■ Extract provided
╭──
[TYPES] decidability/confluence of beta-eta convertibility in Church-style STLC
Derek Dreyer
dreyer at mpi-sws.org
Fri Aug 10 10:31:54 EDT 2012
Just to clarify, since several people e-mailed me and were confused
about my confluence counterexample:
The classic argument for showing decidability of convertibility
depends on a combination of Church-Rosser (confluence) and
normalization. For the confluence part, the common approach I'm
familiar with involves proving
(a) If M ->* P and M ->* Q, then there exists T s.t. P ->* T and Q ->* T.
(b) If P ~ Q, then there exists T s.t. P ->* T and Q ->* T.
Part (b) follows by applying (a) to the "peaks" in the
reduction/expansion sequence converting P to Q (and then completing
the remaining diamonds till you arrive at T). See for instance
Theorem 1B5 and Figure 1B5b on pages 5-6 of Hindley's "Basic Simple
Type Theory" book. And part (b) is the one that's really important
for showing decidability of ~.
The problem in the setting I described (i.e. Church-style, with
beta-eta reduction) is that, even if P and Q are required to be
well-typed (at the same type), the definition of convertibility
permits the intermediate terms in the reduction/expansion sequence
between P and Q (and, in particular, the "peaks" M) to be ill-typed.
However, for ill-typed terms M, part (a) of the confluence property
does not hold when -> includes eta-reduction.
In particular, take the example I gave, with M = \x:A.(\y:B.y)x, P =
\x:A.x, Q = \y:B.y, and A distinct from B. M, which is ill-typed,
reduces to both P and Q, but they are distinct normal forms. I should
say, I got this specific example from Garrel Pottinger in the 1989
Types list thread:
http://www.seas.upenn.edu/~sweirich/types/archive/1989/msg00014.html
Now, for well-typed M, confluence *does* hold (see Theorem 5B8 on page
70 of Hindley). So, if we instead define beta-eta convertibility to
require all terms M in the sequence connecting P and Q to be
well-typed, then the proof would work fine (I believe).
But I want to know if it is also provable without that requirement,
i.e. relying on the usual definition of beta-eta convertibility, which
says nothing about well-typedness even when it is defined on
Church-style explicitly-typed terms.
FWIW, Hindley follows Theorem 5B8 with a Warning: "No attempt is made
here to define a convertibility relation =beta or =beta/eta on typed
terms by expansions and contractions of redexes. First, we shall not
need one. Second, since the typed terms in this chapter correspond
exactly to TA\tau-deductions [Curry-style], any attempt to define such
a typed equality would meet the same type-variation problems as were
discussed for TA_\tau in 2C. In fact, beta-expanding a typed term may
lead to an expression which is no longer a typed term (cf. 2C2.2-6)."
╰──
■ Directive 1
According to the post, who provided the specific counterexample the writer used, and where?
The post and the entries that come after it have unrelated sources.

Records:
╭──
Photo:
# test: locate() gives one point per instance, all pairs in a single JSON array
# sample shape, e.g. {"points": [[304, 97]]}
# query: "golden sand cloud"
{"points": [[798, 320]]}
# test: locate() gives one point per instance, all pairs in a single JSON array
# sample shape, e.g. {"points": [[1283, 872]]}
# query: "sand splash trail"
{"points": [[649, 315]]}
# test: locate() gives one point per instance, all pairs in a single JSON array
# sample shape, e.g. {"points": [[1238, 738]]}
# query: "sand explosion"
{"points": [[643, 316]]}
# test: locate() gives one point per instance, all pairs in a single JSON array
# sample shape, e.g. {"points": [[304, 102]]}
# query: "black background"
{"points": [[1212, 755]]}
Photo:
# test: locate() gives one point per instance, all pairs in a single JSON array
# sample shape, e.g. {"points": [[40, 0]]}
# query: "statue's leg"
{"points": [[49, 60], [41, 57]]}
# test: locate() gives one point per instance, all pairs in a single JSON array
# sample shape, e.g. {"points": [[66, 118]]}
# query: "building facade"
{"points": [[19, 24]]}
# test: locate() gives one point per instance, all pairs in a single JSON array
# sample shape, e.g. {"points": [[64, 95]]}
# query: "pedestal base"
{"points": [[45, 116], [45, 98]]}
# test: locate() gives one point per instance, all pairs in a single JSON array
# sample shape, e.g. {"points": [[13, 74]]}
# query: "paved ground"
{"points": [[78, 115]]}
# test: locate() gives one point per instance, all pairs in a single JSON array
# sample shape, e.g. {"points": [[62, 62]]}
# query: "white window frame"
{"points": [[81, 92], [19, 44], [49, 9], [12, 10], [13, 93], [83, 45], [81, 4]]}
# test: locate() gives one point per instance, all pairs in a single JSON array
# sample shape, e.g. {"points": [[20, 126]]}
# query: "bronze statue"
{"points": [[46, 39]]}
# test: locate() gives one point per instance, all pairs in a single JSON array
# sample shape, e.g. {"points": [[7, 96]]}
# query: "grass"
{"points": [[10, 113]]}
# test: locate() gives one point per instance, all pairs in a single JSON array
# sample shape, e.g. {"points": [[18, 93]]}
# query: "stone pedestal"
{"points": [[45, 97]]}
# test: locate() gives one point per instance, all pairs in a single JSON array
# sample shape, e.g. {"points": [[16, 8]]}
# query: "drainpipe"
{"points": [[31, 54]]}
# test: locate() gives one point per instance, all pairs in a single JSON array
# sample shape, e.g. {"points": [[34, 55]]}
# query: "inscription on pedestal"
╰──
■ Directive 2
Pick out every line of the entries that contains the string "statue", treating uppercase and lowercase as different.

■ Full solution 1
Garrel Pottinger, in the 1989 Types list thread.

■ Full solution 2
# query: "statue's leg"
# query: "bronze statue"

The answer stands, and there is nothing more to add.